EXERCISE GOAL: Please count the lines in the rows below that contain the string "Write". Reply with the number alone.

----------------------------------------

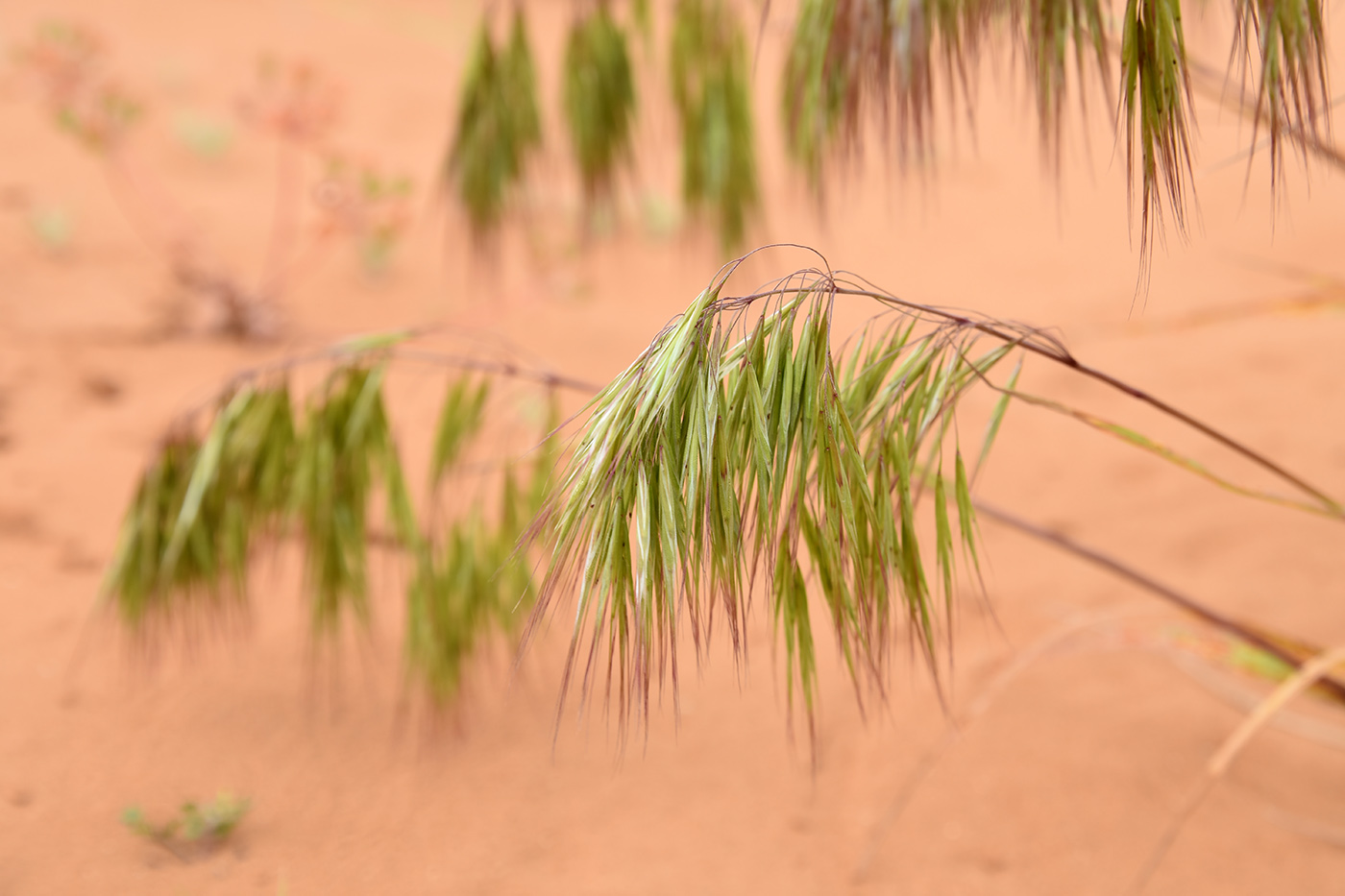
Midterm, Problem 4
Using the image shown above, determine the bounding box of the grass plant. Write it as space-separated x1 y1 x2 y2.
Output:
562 3 636 224
516 249 1345 724
104 333 575 706
670 0 760 252
444 7 542 239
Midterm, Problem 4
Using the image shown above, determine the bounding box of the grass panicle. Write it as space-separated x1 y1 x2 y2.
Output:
672 0 760 249
1013 0 1111 163
290 363 418 626
444 8 542 239
105 385 295 631
562 3 636 216
1117 0 1193 281
534 264 1009 725
404 387 559 708
1234 0 1331 187
525 247 1345 731
105 332 564 708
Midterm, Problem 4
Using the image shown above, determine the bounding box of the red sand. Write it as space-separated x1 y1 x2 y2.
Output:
0 0 1345 896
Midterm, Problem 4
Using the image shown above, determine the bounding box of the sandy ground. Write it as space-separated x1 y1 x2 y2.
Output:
0 0 1345 896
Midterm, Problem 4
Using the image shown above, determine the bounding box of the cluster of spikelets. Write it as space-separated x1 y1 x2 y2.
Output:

----------------------------------------

ANSWER BELOW: 5